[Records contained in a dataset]
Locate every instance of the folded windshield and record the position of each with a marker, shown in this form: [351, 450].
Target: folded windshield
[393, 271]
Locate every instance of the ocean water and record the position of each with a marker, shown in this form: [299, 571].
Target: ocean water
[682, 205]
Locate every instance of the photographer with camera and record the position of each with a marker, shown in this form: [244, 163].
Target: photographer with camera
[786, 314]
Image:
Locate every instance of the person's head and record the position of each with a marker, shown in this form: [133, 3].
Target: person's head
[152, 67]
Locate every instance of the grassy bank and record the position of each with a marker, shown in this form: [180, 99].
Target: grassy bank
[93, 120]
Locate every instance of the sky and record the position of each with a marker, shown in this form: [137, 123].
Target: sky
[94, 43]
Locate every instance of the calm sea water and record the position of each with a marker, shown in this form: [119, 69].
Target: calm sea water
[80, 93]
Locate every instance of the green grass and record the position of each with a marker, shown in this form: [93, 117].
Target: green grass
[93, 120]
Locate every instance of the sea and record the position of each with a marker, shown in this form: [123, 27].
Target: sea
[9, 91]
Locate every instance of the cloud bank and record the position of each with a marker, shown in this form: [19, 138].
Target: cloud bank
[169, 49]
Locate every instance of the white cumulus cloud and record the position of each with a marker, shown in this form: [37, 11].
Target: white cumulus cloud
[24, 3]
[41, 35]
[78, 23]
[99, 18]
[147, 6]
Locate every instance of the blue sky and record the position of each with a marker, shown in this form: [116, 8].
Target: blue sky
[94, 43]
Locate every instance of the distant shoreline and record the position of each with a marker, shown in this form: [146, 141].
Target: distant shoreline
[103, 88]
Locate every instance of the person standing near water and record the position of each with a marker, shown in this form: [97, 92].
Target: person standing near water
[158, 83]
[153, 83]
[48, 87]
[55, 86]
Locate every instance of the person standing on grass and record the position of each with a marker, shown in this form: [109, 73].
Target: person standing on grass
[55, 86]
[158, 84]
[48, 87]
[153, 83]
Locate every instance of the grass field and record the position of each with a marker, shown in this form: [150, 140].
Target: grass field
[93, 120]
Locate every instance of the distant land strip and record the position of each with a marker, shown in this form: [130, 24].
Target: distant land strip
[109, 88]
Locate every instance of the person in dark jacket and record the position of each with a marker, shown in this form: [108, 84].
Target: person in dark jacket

Work required: Please, from the entries above, set down exactly the lines from the one containing "Locate every instance of the grass field" through the one containing "Locate every instance of the distant land", and only those.

Task result:
Locate every instance of the grass field and record the position of each with a marker, shown in this form: [150, 140].
Target: grass field
[93, 120]
Locate every instance of the distant land strip and record the position of each with a marker, shown in this form: [130, 24].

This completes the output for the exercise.